» Material to process:
• • •

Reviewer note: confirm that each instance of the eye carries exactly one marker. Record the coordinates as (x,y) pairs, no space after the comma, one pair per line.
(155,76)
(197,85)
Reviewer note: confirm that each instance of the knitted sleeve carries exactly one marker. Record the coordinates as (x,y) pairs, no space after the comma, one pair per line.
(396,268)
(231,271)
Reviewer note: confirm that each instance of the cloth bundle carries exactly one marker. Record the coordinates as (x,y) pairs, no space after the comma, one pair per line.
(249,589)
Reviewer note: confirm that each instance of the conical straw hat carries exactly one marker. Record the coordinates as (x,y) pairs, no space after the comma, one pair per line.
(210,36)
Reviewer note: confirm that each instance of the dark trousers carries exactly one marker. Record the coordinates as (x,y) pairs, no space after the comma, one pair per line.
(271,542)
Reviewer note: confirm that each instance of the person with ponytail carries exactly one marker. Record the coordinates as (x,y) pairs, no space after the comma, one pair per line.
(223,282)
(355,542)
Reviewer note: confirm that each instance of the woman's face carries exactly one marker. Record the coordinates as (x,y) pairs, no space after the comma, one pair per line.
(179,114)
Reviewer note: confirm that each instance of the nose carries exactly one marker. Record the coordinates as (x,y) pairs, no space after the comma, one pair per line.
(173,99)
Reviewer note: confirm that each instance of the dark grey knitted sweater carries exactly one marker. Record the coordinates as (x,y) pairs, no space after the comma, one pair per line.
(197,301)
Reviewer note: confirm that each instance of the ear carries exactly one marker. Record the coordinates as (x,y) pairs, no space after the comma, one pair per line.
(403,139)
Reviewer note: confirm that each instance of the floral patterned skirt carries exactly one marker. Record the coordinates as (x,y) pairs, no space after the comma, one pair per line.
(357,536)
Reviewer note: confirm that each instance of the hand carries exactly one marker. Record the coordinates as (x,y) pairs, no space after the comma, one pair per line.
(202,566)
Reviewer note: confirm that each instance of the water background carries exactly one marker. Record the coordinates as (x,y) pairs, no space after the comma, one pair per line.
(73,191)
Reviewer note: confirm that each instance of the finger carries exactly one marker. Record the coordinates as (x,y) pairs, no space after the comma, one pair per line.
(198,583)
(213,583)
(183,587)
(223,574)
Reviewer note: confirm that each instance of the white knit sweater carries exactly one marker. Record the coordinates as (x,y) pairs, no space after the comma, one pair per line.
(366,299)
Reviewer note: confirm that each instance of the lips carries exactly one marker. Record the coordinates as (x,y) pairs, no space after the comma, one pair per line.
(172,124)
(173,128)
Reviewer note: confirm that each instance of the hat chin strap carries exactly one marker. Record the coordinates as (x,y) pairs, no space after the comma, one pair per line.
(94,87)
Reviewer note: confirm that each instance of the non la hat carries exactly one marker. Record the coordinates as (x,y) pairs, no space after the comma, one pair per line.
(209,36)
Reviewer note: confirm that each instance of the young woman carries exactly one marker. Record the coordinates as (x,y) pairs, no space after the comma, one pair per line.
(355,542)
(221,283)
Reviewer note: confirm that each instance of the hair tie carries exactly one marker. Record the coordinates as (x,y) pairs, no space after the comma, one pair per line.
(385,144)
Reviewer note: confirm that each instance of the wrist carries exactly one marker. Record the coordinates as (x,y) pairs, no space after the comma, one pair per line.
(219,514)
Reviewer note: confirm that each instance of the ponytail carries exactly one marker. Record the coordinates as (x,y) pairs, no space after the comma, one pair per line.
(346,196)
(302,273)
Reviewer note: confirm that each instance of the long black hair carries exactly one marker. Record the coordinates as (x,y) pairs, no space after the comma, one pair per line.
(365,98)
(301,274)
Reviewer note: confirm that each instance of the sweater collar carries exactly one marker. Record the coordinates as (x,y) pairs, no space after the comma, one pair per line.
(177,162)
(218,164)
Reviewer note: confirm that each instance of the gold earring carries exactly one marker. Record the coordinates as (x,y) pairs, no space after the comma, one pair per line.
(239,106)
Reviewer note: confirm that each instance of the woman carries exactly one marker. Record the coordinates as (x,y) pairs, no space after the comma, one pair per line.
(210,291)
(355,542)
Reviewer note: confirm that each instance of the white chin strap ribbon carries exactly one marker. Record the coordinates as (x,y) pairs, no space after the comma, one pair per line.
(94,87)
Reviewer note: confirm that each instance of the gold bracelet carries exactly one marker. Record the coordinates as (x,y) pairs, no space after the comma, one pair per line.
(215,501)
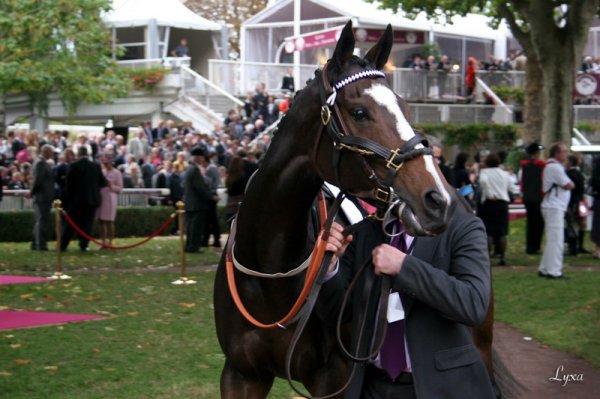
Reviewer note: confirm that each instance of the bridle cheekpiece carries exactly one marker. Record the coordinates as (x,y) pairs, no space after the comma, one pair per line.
(383,195)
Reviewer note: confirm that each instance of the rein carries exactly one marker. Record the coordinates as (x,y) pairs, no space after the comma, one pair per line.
(316,259)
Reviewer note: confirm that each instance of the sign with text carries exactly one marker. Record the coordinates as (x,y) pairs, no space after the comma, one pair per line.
(587,85)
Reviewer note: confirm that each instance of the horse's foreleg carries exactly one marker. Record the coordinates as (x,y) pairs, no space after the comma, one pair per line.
(483,336)
(235,385)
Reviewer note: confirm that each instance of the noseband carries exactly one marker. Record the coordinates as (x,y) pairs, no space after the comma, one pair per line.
(383,194)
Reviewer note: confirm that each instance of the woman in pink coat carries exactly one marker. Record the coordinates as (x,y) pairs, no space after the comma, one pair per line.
(107,212)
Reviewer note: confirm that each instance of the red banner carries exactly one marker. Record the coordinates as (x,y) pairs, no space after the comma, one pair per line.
(587,85)
(362,35)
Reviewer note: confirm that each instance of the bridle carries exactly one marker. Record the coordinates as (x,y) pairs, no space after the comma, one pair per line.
(382,195)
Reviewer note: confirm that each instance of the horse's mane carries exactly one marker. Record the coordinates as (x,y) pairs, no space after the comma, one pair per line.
(354,60)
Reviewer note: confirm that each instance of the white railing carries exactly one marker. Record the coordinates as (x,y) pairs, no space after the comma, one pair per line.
(586,114)
(14,200)
(167,62)
(241,78)
(460,113)
(204,91)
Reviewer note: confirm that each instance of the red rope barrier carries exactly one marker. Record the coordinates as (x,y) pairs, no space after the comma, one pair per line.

• • •

» Exercise details:
Set down the material above as is, without any pictures.

» Task answer:
Reviewer note: confirm that each instance of the eye carries exactly one marker. Record the coordinates as (x,y) pairs, no space after the comma, one pair per line.
(155,76)
(197,85)
Reviewer note: confirm that each instance of the knitted sleeve carries exactly one marker. Record the coordinates as (x,y) pairs, no space after the comma, one pair per line.
(396,268)
(231,271)
Reviewer note: confirm that each instance of the cloth bundle carries exactly one marker. Record the coordinates as (x,y) pairs, no space after the comma, one pair per line.
(249,589)
Reviewer note: confirm that each instance of the conical straw hat carries exactly one marker. Record the coordinates as (x,y) pairs, no space after the comma, one pair per line.
(210,36)
Reviewer note: confirm that each instance of the dark trousers carries exactly one marker. Record the coordinates as (x,y) pairs, no space after the comma, one pair per line.
(271,542)
Reviewer note: confirm that each instance of the person with ponytail carries exactly one marker. Record the coordinates as (x,y) pairs, no space after the comma, one pair per line.
(223,282)
(355,542)
Reviewer note: confirm that each instance of the woman's face carries exactly one marker. Record the coordinates as (x,y) pairs, no space after the comma, one pair per line.
(179,114)
Reviewer note: confirm that each instance of the nose carries exactly one marker. Record the coordinates as (x,y) pairs, no space after the comma, one pair per line.
(173,99)
Reviewer note: confirm that each instance of the dark grey knitted sweater carries exactly one marker. Record the coordinates as (x,y) pairs, no space after the comma, one pair per line.
(197,301)
Reviewer note: confirm that each instance of the ear carries exactly one marker. Record the coordinates as (x,y) pairs, no space after the comma, one pair per line.
(403,139)
Reviewer note: confirm that each instance of the floral patterned skirt carries exactly one marker. Record the coordinates as (x,y) pairs, no space after the comma, one pair per line.
(357,536)
Reviewer note: confirm that each instance of the hand carries exactly one marker. Record the coordinates as (x,y) pairs, no space after the comma, one pair per line.
(202,566)
Reviewer note: confirm that each instance of the water background carries exactly one marker. Record the coordinates as (x,y) pairs, no space after the comma, one pair per line.
(73,191)
Reviewer note: confirm that each instance of the finger carries exactly one marker. Record the coordinates as (x,y) pairs, no space after the comma, one pair per line.
(198,583)
(213,583)
(183,587)
(223,574)
Reviewer note: confirm that each instance of the white knit sweater carries exactly one marker. Record the coordinates as (x,y) pairs, no space after the comma, one pair per line.
(366,299)
Reviewer note: confirm that each instance of the lips carries exactly one marker. Record the coordinates as (x,y) pairs, no space after the comma, one pair per line.
(172,124)
(173,128)
Reviewer note: confirm that each instance of the hat chin strap carries exactly one marker. Record the coordinates as (x,y) pairs, no space after the comma, one pair per line.
(94,87)
Reviewer note: confirm that each instance of the non la hat carries exactly one marker. Record the coordinates as (x,y) pairs, no space after the comma, one pair per line.
(209,36)
Reviewer note: confirm that each instance of the young woman carries exactly one marker. Record the coordinates as (x,y) pairs, no space after the comma, one pair per line.
(355,542)
(221,283)
Reviewer note: confirm that each instance of the hair tie carries exactly one marker. Record the coordinates as (x,y) pairs, no space after the comma, one pair per line.
(385,144)
Reviewer note: confirm that each instance of the wrist carries exactly one marker. Record the coordinates as (x,y) pairs, no space after the comma, one pair per line.
(219,514)
Reviewer note: confirm that each instance of the ponytail carries exactly one marker. Record the coordinates as (x,y) pairs, no space after the comma, one pair per line.
(346,196)
(302,273)
Reviewer note: confirm that each instance of the long black hair carries exactly one marker. Record the coordinates as (x,y) pairs, no space after the comma, one pair per line.
(365,98)
(301,274)
Reviewer note: confirm that each instance of the sweater collar carries exactly one marker. Record the coordinates as (x,y) pairs, no space after the comma, one pair per line.
(177,162)
(218,164)
Reviewer note: confirm that each instance of the gold earring carries exactly one marker. Record the coordinates as (x,y) pairs, no space after the comma, one pair per line.
(239,106)
Reviewer note: confirm that each instance of the woman carries exactly one marker. Record the coordinates as (x,y) pairs, no space after the comma, one pair per line.
(210,291)
(355,542)
Reviewer note: confirm that each instance of the white chin strap ribbon carries exactly one marker. Record the coordinates as (x,y) pairs, no space after the comma, one pair per line.
(94,87)
Reviewer note: confirm that each instance of the gold bracelet carries exactly one marker. Record the coordinates as (x,y) pairs, no space after the comma, one pair per line.
(215,501)
Reviewer note: confirm that each instance of the bridle cheekpiece carries exactly one marker. Record the coordinates as (x,y) pairs, no space after the comma, one pair per line.
(383,195)
Reviewer note: confirm that each instance of the rein carries exactly one marker. Record the coordinates as (x,y) pairs, no space after the comma, one pair per line.
(316,259)
Reviewer note: confirm that each instance of the sign with text carries exactly one marker. Record the coordinates as (x,y) pairs, no space after the comma, one pair per line.
(587,85)
Reviewer note: confirm that each instance of the horse's foreleg carries exactly one marker. Record the coordinates as (x,y) pairs, no space after the comma, one pair per line.
(483,336)
(235,385)
Reviewer note: confirm that each instance of the noseband carries exactly one marker. Record the coordinates as (x,y) pairs, no space after the comma, one pair per line.
(383,194)
Reviewer note: confirm that each instance of the woman in pink coat carries exactly one marker. Record the coordinates as (x,y) pairs, no space after the comma, one pair per line.
(107,212)
Reviewer note: confirm that each instance of the red banner carries exactly one marker. Record the coordinates as (x,y) pairs, no space after the comma, one pair per line.
(587,85)
(362,35)
Reviewer note: confirm that each instance of the bridle carries exactly one marker. Record the coordinates as (x,y) pairs, no space after the comma, one pair per line.
(382,195)
Reviewer note: confirm that each instance of the horse's mane carries exactly one marker. Record the coordinates as (x,y) pairs, no space after the comma, one pair per line.
(354,60)
Reviewer note: confirm that each instance of the white railing carries exactly one marker. Record the coordinates as (x,y) pairs, no space after the comma, one pair per line.
(586,114)
(14,200)
(167,62)
(241,78)
(460,113)
(204,91)
Reviewer note: confirm that each instance of the red rope barrier carries exactly one marker. Record the coordinates as (x,y) pairs, no space after the comma, one pair per line.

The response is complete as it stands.